> _Exercise description_:
Return every line of the data below word for word, leaving the pictures out.

---------- Given records

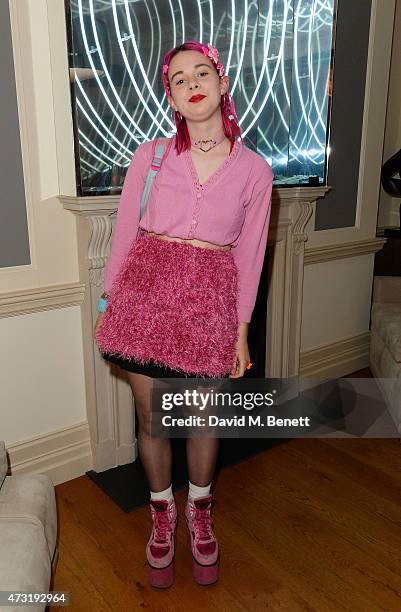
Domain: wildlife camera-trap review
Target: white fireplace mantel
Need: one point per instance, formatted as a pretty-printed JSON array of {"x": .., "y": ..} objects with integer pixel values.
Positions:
[{"x": 109, "y": 399}]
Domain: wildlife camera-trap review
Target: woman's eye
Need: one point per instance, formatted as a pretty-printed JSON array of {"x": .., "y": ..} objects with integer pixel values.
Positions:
[{"x": 199, "y": 73}]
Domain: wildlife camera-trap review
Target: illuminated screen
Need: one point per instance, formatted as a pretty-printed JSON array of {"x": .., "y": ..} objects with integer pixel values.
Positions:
[{"x": 278, "y": 55}]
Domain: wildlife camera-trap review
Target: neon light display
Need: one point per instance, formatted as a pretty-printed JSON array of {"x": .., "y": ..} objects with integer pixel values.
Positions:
[{"x": 277, "y": 53}]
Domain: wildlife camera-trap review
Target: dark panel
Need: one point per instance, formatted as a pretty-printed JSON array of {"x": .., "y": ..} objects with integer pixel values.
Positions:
[
  {"x": 338, "y": 208},
  {"x": 14, "y": 238}
]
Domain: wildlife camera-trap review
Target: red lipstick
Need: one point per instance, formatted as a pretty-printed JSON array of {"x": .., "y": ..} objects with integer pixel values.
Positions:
[{"x": 196, "y": 98}]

--------------------

> _Output below_:
Domain: wildlife camera-trap review
Target: white fireplace mantel
Need: one point per instance, formatted as a pretty-printed JSON array of {"x": .., "y": ..} objects with integer pixel values.
Positions:
[{"x": 109, "y": 399}]
Domain: wildlife camera-trap review
Target: woman's eye
Need: one point per instance, formatted as a pretty-printed JSON array of {"x": .., "y": ..} objects with integer pixel values.
Positions:
[{"x": 199, "y": 73}]
Domain: wildlife camera-trap review
Target: illuminated screen
Need: one point per instance, formatted as a pretty-printed JSON array of {"x": .., "y": ..} objects with integer pixel values.
Positions:
[{"x": 278, "y": 55}]
Domain: wildlife camera-trap review
Target: neon light display
Need: one point per instance, formatted as a pretty-printed JSON array of {"x": .., "y": ..} objects with integer pixel values.
Positions:
[{"x": 277, "y": 53}]
Domain: wildlife camera-trap review
Target: dark panel
Need: one point per instance, formatted as a pretty-printed JSON array of {"x": .., "y": ..} objects with integer pixel values.
Positions:
[
  {"x": 338, "y": 208},
  {"x": 14, "y": 238}
]
Domain: wildlife camera-trap review
Target: red lipstick
Need: one point per instance, formatted as a pretty-printed JSON array of {"x": .., "y": ..} objects with integer pixel values.
Positions:
[{"x": 196, "y": 98}]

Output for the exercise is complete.